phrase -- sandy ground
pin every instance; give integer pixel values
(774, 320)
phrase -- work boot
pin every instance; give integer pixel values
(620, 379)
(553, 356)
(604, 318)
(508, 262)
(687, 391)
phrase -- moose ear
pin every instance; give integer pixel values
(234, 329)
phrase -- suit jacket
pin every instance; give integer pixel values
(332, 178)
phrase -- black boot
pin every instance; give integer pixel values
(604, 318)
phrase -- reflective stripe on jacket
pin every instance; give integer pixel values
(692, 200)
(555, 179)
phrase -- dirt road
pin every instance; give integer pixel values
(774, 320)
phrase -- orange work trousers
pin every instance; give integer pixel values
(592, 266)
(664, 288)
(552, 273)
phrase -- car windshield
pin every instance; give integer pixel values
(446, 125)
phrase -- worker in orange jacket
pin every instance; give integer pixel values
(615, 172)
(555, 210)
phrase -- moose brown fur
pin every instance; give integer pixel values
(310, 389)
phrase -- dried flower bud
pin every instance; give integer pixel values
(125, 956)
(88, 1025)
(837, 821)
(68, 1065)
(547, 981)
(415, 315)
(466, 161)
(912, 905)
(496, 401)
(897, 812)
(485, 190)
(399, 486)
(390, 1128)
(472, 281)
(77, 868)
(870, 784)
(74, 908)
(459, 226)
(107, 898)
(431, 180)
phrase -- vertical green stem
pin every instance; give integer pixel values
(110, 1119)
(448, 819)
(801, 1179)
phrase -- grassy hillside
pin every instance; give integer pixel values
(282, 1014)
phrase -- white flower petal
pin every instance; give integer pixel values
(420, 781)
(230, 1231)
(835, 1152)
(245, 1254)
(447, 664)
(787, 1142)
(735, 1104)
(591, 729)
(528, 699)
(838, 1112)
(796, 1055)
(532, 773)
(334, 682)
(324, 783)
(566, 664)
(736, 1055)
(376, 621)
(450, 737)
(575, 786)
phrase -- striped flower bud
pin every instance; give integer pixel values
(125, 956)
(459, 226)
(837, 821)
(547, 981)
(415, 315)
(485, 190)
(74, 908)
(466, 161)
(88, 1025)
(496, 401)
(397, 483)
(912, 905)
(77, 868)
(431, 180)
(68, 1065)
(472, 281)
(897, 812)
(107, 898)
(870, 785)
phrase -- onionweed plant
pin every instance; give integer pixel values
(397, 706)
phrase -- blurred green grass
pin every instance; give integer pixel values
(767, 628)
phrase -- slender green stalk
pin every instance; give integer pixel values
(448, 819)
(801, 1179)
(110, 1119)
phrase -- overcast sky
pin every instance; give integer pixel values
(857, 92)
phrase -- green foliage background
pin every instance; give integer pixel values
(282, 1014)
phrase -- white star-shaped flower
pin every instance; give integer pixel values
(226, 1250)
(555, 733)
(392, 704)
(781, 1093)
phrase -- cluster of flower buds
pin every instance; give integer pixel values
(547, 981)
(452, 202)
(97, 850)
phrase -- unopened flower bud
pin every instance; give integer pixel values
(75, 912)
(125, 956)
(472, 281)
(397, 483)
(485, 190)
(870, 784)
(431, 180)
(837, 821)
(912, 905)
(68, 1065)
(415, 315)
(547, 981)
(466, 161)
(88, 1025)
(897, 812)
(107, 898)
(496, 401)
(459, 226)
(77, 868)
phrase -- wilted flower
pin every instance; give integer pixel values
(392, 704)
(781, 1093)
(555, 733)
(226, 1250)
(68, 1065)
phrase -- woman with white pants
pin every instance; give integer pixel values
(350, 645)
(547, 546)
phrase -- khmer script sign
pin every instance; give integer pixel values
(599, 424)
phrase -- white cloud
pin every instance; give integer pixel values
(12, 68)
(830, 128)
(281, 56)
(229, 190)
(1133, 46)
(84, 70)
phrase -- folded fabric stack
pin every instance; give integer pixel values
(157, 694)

Task statement: Render the entries above as a two-column CSV with the header input,output. Give one row per entry, with its text under input and its answer under output, each in a single quoted field with line breaks replaced by spaces.

Result below:
input,output
"phrase -- sandy ground pin every instance; give integer pixel values","(774, 320)"
"phrase -- work boot pin every instance; give integer pixel values","(620, 379) (553, 356) (604, 318) (508, 262) (687, 391)"
"phrase -- moose ear pin every instance; give integer pixel values","(234, 329)"
"phrase -- suit jacket pin every instance; give integer pixel values","(332, 178)"
"phrase -- black boot pin every instance; give integer pixel values","(604, 318)"
"phrase -- reflective stripe on jacket pin every instance; give integer pixel values","(692, 200) (555, 179)"
"phrase -- dirt road pin every instance; give integer pixel values","(774, 320)"
"phrase -- orange work trousers pin every instance; give integer pixel values","(592, 266) (664, 288) (552, 273)"
"phrase -- car windshield pin every instance; give integer pixel values","(446, 125)"
"phrase -- worker in orange jacket pin every instance; give integer pixel values","(615, 172) (555, 210)"
"phrase -- moose brown fur pin every instance; give integer pixel values","(310, 389)"
"phrase -- dried flower bud pin every instance; give integer pixel values","(125, 956) (88, 1025) (837, 821) (68, 1065) (547, 981) (415, 315) (466, 161) (912, 905) (496, 401) (897, 812) (485, 190) (399, 486) (390, 1128) (472, 281) (77, 868) (870, 784) (74, 908) (459, 226) (107, 898) (431, 180)"
"phrase -- vertical green stem pin every instance; give integer pixel values","(110, 1119) (448, 819) (801, 1179)"
"phrase -- grassy hillside pin every instance; give integer pixel values","(282, 1014)"
"phrase -- white flower petal pin every instance; give integer pixel values","(420, 781) (230, 1231) (835, 1152) (245, 1254) (447, 664) (787, 1142) (735, 1104) (591, 729) (528, 699) (838, 1112) (796, 1055) (532, 773) (334, 682) (324, 783) (566, 664) (736, 1055) (376, 621) (450, 737) (575, 786)"
"phrase -- striped flower bud pin every instance; give integer pixel values","(125, 956) (459, 226) (837, 821) (547, 981) (415, 315) (485, 190) (74, 908) (466, 161) (88, 1025) (496, 401) (397, 483) (912, 905) (77, 868) (431, 180) (68, 1065) (472, 281) (897, 812) (107, 898) (870, 785)"
"phrase -- onionweed plant pin every instance; give integer pixel values","(397, 706)"
"phrase -- blurred green grass pin every instance; give integer pixel values","(767, 628)"
"phrase -- slender green stalk pin every instance; give integer pixel values","(448, 819) (801, 1179) (110, 1119)"
"phrase -- overcast sky pin every instance; give integer pixel values","(857, 92)"
"phrase -- green foliage background pin every instance; give integer pixel values","(282, 1014)"
"phrase -- white star-shaped flower pin every instance; give integer pixel values","(226, 1250) (555, 733) (392, 704) (781, 1093)"
"phrase -- cluster of flower buds pin every instance; give integer pixel values","(547, 981) (452, 202) (97, 850)"
"phrase -- unopened flower bud pin every instance; give integer pixel values","(75, 912) (125, 956) (472, 281) (397, 483) (485, 190) (870, 784) (431, 180) (837, 821) (912, 905) (68, 1065) (415, 315) (547, 981) (466, 161) (88, 1025) (897, 812) (107, 898) (496, 401) (459, 226) (77, 868)"
"phrase -- wilted flower pin every instance; give integer pixel values","(392, 704) (781, 1093) (555, 733) (226, 1250) (68, 1065)"
"phrase -- woman with white pants pin every instance; give integer pixel values","(350, 645) (547, 546)"
"phrase -- khmer script sign pin every instance; give integer pixel values","(599, 424)"
"phrase -- white cloud pin every instance; give integer pixel values","(12, 68) (830, 128) (281, 56) (229, 190) (1133, 46) (84, 70)"
"phrase -- folded fabric stack pin every instance; give integer pixel values","(157, 694)"